Tandheelkunde als bindmiddel
18 Feb, 2016
Door: Fred Neelissen
Tandheelkunde is als geen ander specialisme in staat verbindingen te leggen tussen reguliere en complementaire zorg. Als deze relatie ter sprake komt, blijkt dit vakgebied een ondergeschoven kindje. Dat komt door gebrek aan kennis, bij patiënten, artsen en tandartsen.
Tandheelkunde zit vol toxische materialen, zoals het amalgaam dat nu, na 30 jaar vechten, op zijn retour is. De helft van één amalgaamvulling bestaat uit kwik; een paar druppels kwik per
vulling. De diverse metalen in de vulling – zilver, tin, koper, zink en kwik – produceren een elektrische stroom. Samen met het speeksel in de mond vormt dit een kleine accu. De batterijwerking doet het giftige kwik oplossen, dat in ionvorm zijn weg het bindweefsel in zoekt en storingen kan geven.

▸ **Overgenomen records**
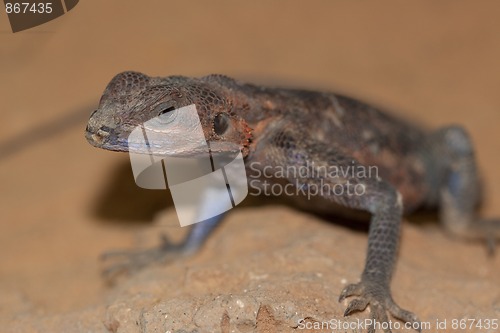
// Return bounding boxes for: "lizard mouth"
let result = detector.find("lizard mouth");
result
[85,126,240,157]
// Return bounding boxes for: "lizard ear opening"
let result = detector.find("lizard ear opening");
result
[213,113,229,135]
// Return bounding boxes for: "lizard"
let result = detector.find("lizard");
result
[86,71,500,332]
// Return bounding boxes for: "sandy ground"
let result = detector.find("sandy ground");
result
[0,0,500,332]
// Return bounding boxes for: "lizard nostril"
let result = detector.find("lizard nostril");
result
[97,126,113,138]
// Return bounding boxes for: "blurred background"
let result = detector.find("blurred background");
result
[0,0,500,330]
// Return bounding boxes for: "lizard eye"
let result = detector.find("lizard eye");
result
[155,103,175,116]
[214,113,229,135]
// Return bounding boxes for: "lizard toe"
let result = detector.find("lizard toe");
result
[339,282,364,302]
[339,281,421,333]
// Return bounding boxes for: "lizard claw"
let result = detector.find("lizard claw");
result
[339,281,421,333]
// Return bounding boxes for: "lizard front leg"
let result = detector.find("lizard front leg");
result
[251,124,420,332]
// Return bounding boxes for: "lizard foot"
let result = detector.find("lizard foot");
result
[339,281,421,333]
[101,235,187,282]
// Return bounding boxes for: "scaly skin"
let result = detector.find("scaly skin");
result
[86,72,500,332]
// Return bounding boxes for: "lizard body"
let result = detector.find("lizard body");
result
[86,72,500,331]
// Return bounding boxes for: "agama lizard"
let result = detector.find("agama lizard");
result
[86,72,500,331]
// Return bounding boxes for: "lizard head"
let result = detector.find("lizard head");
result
[86,72,252,156]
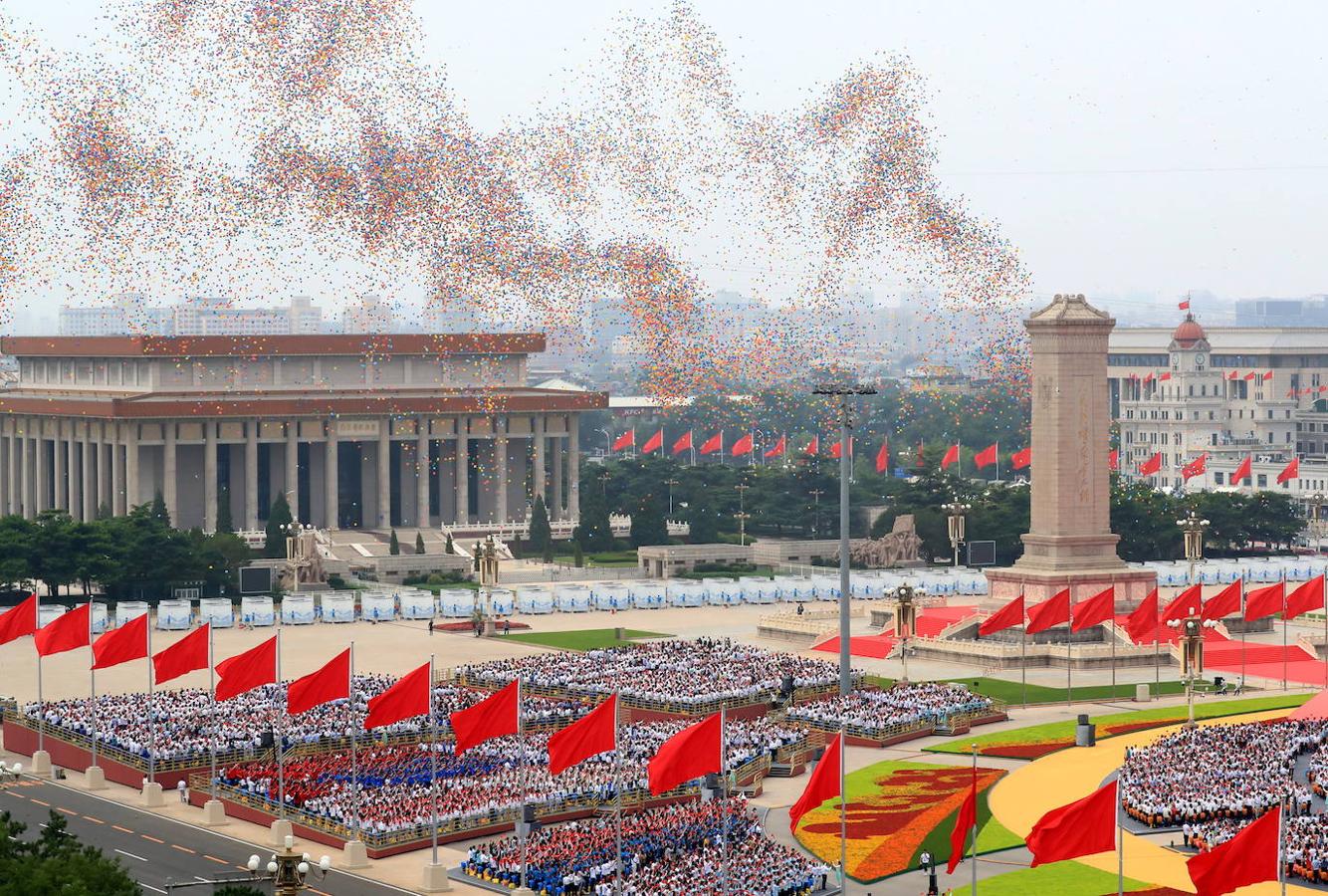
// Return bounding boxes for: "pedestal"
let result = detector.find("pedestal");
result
[268,817,294,845]
[341,840,369,869]
[32,750,51,778]
[420,863,452,893]
[203,799,226,827]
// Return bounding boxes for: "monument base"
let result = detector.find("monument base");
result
[420,864,452,893]
[987,565,1158,612]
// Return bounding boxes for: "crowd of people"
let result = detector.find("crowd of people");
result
[461,797,831,896]
[218,717,807,835]
[788,681,992,737]
[23,676,589,762]
[456,638,839,706]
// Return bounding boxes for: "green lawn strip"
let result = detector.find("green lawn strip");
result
[506,628,672,650]
[923,694,1312,754]
[955,861,1153,896]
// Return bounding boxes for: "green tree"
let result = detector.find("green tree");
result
[263,491,295,558]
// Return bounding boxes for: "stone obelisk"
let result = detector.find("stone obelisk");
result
[987,295,1157,602]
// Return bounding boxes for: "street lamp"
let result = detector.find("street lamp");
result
[1176,507,1210,585]
[812,385,876,697]
[1166,613,1217,728]
[940,498,974,566]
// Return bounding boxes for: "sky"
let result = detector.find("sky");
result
[0,0,1328,323]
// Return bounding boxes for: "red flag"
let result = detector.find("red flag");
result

▸ **Opdrachten**
a: Beantwoord de volgende vragen over het artikel over tandheelkunde als bindmiddel:
(i) Waaraan ligt het volgens het artikel dat tandheelkunde een ondergeschoven kindje is?
(ii) Welk deel van één amalgaamvulling bestaat uit kwik?
(iii) Welke metalen in de vulling worden genoemd?
b: Schrijf het gedeelte van het artikel over tandheelkunde als bindmiddel woordelijk over. Begin bij de woorden "Tandheelkunde als bindmiddel" en houd op na "artsen en tandartsen.".

▸ **Uitwerkingen per opdracht**
a:
(i) Aan gebrek aan kennis, bij patiënten, artsen en tandartsen.
(ii) De helft.
(iii) Zilver, tin, koper, zink en kwik.

b:
Tandheelkunde als bindmiddel
18 Feb, 2016
Door: Fred Neelissen
Tandheelkunde is als geen ander specialisme in staat verbindingen te leggen tussen reguliere en complementaire zorg. Als deze relatie ter sprake komt, blijkt dit vakgebied een ondergeschoven kindje. Dat komt door gebrek aan kennis, bij patiënten, artsen en tandartsen.